Goal:
Find the line that contains "Where can the sailboat". Then set down that line and all the lines after it, to the end of the records, exactly and with nothing added.
*** Data entries ***
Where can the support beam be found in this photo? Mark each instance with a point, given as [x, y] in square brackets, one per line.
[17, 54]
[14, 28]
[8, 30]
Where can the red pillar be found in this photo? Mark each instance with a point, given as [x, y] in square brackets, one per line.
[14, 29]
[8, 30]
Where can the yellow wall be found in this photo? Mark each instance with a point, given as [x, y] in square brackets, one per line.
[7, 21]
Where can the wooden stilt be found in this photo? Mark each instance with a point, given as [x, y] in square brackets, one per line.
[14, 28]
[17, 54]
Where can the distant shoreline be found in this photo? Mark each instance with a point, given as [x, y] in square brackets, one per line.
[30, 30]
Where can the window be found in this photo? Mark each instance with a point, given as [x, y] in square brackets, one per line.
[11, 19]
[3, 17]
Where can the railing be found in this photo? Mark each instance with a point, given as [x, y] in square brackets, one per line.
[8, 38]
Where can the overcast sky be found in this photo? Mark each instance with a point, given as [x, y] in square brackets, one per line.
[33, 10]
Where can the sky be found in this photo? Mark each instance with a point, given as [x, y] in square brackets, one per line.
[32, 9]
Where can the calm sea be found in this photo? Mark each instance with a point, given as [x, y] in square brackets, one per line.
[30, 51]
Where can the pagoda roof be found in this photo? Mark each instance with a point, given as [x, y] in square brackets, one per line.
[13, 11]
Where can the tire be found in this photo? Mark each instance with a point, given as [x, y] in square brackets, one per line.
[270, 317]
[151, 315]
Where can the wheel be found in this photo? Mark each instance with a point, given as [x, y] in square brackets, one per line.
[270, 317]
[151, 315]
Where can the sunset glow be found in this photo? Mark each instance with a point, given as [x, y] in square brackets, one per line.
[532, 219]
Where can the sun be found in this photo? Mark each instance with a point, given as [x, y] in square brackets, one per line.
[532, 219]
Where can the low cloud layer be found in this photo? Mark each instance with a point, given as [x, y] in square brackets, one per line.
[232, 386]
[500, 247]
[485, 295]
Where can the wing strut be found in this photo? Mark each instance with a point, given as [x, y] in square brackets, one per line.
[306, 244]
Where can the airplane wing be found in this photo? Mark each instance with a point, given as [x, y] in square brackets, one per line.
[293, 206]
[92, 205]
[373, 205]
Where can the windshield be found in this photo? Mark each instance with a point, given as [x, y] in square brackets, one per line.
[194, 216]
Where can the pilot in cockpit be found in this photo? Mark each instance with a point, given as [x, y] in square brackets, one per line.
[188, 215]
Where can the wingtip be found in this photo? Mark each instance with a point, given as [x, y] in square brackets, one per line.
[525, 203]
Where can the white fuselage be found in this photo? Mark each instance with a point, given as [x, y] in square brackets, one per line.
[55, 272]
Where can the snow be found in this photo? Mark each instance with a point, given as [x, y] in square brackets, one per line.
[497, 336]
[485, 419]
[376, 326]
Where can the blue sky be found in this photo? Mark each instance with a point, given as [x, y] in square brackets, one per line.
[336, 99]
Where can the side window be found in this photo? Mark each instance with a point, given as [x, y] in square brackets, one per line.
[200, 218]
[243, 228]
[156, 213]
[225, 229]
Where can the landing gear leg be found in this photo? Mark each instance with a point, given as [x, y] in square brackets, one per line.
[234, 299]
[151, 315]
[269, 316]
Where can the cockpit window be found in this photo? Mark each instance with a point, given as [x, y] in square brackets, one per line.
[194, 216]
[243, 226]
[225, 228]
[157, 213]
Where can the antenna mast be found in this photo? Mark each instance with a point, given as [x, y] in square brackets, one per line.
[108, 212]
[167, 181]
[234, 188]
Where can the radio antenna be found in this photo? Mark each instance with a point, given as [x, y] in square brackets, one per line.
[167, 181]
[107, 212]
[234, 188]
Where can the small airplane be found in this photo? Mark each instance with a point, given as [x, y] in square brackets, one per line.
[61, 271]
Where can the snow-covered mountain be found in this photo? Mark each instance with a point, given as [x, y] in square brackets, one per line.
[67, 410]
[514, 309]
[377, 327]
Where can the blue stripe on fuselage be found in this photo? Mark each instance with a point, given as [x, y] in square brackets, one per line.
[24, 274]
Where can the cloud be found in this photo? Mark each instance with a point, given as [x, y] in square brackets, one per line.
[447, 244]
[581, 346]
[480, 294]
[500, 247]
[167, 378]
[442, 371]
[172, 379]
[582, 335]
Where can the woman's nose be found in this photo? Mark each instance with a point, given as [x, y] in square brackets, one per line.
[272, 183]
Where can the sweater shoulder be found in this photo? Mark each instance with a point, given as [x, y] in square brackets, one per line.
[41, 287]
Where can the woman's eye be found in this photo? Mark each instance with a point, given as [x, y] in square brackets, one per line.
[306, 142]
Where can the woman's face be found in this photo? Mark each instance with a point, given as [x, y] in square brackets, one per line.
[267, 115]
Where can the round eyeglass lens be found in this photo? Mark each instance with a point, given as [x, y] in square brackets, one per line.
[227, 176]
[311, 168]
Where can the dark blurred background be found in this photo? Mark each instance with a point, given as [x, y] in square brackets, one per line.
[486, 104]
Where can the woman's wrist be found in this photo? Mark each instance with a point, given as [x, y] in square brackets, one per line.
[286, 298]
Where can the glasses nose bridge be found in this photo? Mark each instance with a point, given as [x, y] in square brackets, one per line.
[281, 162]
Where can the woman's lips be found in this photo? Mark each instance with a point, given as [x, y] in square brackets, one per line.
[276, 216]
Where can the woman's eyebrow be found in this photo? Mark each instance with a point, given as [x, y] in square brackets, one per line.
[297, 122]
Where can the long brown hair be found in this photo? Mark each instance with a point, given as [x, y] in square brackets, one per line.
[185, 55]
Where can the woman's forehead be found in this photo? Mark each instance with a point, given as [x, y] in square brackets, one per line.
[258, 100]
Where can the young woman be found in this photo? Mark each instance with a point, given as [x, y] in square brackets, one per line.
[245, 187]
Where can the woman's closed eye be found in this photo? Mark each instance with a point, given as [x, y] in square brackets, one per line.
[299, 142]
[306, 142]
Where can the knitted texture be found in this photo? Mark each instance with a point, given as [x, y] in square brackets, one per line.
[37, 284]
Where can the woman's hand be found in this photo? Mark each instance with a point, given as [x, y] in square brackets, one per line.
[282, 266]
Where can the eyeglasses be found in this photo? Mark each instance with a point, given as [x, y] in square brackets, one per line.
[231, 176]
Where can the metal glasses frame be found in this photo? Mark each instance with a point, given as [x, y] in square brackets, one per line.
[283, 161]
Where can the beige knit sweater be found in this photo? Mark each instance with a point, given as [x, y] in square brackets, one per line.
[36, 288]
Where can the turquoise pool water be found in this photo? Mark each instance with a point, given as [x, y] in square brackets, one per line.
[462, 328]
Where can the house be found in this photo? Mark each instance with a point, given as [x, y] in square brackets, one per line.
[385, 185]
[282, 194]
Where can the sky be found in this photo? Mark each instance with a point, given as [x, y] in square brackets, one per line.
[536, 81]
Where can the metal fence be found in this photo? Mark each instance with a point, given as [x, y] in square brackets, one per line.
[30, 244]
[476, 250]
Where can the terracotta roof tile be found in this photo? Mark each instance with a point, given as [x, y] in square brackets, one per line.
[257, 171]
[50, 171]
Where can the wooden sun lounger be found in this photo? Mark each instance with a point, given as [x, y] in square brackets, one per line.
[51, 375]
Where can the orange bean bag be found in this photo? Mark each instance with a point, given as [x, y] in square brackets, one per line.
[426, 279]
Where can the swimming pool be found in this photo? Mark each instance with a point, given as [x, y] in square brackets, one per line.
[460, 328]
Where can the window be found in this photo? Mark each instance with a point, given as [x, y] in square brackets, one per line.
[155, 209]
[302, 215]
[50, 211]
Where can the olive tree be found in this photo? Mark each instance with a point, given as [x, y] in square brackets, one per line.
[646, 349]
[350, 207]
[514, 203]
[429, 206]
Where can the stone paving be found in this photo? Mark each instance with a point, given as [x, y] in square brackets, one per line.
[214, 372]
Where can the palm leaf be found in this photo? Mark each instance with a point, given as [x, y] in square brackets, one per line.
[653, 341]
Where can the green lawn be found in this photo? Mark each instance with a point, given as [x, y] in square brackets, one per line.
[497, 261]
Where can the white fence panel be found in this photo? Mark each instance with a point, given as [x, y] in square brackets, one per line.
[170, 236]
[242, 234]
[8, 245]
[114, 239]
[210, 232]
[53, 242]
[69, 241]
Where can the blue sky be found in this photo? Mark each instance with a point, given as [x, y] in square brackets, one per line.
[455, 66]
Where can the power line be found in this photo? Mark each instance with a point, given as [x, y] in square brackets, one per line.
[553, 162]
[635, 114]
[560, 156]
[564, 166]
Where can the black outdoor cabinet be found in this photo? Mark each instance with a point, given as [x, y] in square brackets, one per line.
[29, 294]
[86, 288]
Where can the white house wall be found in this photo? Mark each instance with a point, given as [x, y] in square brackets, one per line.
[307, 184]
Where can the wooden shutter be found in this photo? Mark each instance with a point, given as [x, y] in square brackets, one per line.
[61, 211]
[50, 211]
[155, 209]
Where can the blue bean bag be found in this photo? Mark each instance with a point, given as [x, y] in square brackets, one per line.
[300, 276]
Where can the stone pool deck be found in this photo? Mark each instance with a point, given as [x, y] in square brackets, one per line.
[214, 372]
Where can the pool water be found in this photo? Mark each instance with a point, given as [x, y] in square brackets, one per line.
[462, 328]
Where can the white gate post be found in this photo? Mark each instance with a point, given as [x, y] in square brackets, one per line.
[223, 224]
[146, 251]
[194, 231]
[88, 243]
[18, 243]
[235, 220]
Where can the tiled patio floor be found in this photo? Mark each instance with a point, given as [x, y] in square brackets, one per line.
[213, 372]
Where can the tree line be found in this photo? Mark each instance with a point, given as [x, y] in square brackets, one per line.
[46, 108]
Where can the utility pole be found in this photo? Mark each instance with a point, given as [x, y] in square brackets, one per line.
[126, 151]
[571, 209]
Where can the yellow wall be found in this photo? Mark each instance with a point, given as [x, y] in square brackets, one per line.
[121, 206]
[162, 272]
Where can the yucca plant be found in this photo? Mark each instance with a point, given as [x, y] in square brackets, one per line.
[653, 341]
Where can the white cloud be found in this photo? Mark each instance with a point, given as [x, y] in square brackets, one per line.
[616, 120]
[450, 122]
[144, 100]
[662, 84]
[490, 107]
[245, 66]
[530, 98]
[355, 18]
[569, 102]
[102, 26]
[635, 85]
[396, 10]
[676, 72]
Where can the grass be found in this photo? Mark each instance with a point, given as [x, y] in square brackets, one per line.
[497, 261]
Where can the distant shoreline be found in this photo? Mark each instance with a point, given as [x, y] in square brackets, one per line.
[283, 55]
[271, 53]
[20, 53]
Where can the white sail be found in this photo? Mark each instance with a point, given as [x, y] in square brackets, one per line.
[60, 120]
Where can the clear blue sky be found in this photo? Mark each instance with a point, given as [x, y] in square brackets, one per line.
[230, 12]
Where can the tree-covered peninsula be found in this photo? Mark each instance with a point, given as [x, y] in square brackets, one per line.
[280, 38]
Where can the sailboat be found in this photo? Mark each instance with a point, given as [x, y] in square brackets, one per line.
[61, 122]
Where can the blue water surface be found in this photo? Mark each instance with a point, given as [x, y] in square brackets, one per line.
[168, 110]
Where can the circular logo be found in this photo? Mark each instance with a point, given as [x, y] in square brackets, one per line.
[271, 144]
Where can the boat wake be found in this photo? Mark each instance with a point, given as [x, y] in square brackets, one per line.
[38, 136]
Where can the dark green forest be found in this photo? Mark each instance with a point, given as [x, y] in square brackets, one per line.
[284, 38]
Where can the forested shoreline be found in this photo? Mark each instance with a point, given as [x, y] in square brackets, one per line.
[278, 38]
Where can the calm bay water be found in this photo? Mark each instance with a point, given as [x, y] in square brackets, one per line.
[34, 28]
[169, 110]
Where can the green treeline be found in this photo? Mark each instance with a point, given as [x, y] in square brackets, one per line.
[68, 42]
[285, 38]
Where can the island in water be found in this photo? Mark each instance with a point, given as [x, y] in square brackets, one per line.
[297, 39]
***
Written answer:
Where can the sailboat be found in this photo? Mark each instance with a point, given as [x, y] in square brackets, one per line.
[61, 122]
Where can the blue water surface be found in this photo? Mark each instance with a point, given as [x, y] in square brackets, one per line.
[168, 110]
Where can the circular logo be found in this photo? Mark each instance with a point, given as [x, y] in square brackets, one per line.
[271, 144]
Where can the boat wake be found in this photo? Mark each instance with a point, given as [x, y] in square brackets, one per line.
[38, 136]
Where can the dark green forest be found in this photo? Mark each instance with a point, given as [x, y] in square brackets, one per line.
[284, 38]
Where can the forested shoreline be found in this photo? Mark each instance with a point, given as [x, y] in square brackets, one per line.
[278, 38]
Where can the calm bay water be found in this photo? Mark each instance with a point, given as [x, y] in square brackets, one per line.
[34, 28]
[169, 110]
Where can the green treeline be found in this photo? Mark each instance with a point, given as [x, y] in square brackets, one per line.
[68, 42]
[285, 38]
Where can the island in water be found in this photo? Mark each instance with a point, given as [x, y] in square brackets, one per line.
[297, 39]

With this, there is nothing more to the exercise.